◆ **What needs to be done**
Reproduce verbatim the line where "Can you spot the dog's head" occurs, along with all following lines down to the last line of the data.

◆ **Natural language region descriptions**
......
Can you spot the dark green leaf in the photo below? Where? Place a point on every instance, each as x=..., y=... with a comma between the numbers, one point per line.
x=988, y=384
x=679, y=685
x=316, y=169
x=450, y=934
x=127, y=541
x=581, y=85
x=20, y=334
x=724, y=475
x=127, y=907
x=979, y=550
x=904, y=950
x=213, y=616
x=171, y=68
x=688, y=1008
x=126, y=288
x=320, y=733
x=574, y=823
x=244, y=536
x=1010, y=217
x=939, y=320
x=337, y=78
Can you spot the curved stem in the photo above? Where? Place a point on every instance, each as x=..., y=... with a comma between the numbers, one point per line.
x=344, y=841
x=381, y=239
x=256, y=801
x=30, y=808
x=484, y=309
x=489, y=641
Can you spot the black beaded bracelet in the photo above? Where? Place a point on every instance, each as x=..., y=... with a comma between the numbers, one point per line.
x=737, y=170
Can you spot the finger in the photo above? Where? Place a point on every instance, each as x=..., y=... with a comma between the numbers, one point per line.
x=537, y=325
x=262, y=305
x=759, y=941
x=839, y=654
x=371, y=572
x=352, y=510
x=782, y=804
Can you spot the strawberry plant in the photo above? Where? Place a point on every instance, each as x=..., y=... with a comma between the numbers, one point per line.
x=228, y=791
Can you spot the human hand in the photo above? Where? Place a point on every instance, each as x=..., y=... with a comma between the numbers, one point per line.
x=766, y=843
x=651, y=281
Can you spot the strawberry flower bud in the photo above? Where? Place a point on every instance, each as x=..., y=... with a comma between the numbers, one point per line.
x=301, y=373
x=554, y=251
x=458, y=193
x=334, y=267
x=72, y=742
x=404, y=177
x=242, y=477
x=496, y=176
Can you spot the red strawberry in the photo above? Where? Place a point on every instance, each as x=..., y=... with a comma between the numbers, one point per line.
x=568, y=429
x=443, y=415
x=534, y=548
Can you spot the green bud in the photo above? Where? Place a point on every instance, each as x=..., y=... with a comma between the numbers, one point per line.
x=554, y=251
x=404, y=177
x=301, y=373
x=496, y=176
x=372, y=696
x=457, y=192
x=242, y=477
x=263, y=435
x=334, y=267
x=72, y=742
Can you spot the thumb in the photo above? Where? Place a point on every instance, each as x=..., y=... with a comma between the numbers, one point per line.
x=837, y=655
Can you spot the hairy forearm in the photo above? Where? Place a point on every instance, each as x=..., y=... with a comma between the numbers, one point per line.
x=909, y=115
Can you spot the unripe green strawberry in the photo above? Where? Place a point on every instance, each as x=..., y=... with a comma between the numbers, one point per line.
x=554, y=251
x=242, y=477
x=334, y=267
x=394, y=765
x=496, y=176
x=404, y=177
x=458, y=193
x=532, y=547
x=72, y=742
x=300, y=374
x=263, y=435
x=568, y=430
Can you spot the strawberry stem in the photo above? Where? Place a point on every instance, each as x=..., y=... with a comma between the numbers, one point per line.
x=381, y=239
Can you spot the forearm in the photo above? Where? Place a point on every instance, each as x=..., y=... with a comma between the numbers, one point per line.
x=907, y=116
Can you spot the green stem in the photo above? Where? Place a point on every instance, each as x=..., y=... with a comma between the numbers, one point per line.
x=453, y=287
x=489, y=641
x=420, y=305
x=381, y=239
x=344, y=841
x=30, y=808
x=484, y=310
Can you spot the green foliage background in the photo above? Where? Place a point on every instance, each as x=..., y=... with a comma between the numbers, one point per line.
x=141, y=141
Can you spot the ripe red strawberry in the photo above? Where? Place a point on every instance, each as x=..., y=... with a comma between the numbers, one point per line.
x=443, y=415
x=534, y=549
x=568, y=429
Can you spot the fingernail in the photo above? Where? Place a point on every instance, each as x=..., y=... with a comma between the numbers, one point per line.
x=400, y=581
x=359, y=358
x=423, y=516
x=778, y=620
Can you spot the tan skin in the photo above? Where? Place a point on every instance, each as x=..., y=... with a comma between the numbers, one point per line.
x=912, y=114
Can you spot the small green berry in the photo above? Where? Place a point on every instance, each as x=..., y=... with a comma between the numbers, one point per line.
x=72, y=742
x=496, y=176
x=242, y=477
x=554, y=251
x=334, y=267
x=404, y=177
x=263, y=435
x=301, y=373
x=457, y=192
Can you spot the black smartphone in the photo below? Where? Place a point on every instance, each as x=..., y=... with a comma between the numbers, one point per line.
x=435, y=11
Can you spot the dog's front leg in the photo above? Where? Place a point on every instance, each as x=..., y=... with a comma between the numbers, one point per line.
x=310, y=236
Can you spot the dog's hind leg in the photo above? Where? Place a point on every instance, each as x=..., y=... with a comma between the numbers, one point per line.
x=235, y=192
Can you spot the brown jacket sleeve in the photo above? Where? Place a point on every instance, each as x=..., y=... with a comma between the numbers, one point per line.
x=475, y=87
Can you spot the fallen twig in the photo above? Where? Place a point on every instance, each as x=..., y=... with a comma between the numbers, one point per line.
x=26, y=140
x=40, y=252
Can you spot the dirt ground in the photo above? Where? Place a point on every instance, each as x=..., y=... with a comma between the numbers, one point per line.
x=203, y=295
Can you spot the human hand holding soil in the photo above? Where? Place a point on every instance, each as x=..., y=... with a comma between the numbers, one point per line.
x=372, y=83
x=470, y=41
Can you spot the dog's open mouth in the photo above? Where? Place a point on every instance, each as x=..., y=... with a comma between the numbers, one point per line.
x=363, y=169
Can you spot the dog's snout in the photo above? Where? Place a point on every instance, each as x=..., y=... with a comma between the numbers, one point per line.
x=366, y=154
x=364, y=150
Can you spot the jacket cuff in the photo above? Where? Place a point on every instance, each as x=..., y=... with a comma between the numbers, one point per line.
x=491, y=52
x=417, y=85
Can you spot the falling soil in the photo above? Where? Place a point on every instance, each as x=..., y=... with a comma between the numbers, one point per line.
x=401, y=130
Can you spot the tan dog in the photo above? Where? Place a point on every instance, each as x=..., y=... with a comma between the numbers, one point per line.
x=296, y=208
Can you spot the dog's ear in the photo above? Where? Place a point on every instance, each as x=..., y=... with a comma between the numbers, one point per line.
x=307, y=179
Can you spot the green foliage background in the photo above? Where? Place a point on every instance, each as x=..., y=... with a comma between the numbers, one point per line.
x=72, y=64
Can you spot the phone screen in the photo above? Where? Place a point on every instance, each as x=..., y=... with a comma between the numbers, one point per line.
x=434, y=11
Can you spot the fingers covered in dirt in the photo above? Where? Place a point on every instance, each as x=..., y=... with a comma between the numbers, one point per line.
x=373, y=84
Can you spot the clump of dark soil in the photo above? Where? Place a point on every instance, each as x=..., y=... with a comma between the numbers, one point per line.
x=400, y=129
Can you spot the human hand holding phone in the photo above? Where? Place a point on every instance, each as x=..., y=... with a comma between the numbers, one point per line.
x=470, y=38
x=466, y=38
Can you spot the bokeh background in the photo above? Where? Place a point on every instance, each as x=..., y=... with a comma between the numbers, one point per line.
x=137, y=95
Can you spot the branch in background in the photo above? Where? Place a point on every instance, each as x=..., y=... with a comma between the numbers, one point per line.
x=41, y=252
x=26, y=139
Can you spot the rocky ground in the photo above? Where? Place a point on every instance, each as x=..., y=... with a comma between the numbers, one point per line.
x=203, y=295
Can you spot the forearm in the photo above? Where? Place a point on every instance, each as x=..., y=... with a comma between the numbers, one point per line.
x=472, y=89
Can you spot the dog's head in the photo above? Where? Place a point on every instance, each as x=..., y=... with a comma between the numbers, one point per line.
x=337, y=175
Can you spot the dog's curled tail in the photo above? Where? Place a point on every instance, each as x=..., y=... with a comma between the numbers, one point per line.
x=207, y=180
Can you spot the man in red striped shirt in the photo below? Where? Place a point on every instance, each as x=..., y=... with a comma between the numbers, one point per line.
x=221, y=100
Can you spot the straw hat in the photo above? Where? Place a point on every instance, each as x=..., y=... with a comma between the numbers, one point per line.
......
◆ **Reply to the task**
Can you spot the dog's head in the photo above? Where? Place a point on every instance, each as x=..., y=... with a comma between the numbers, one point per line.
x=337, y=175
Can you spot the dog's curled tail in the photo above? Where? Place a point on every instance, each as x=..., y=... with a comma between the numbers, one point per line.
x=207, y=180
Can you spot the man in red striped shirt in the photo below? Where? Place a point on every instance, each as x=..., y=... with a comma between the numbers, one point per line.
x=221, y=100
Can you spot the straw hat in the photo above? Where? Place a point on every instance, each as x=..., y=... with a comma between the numbers, one point per line.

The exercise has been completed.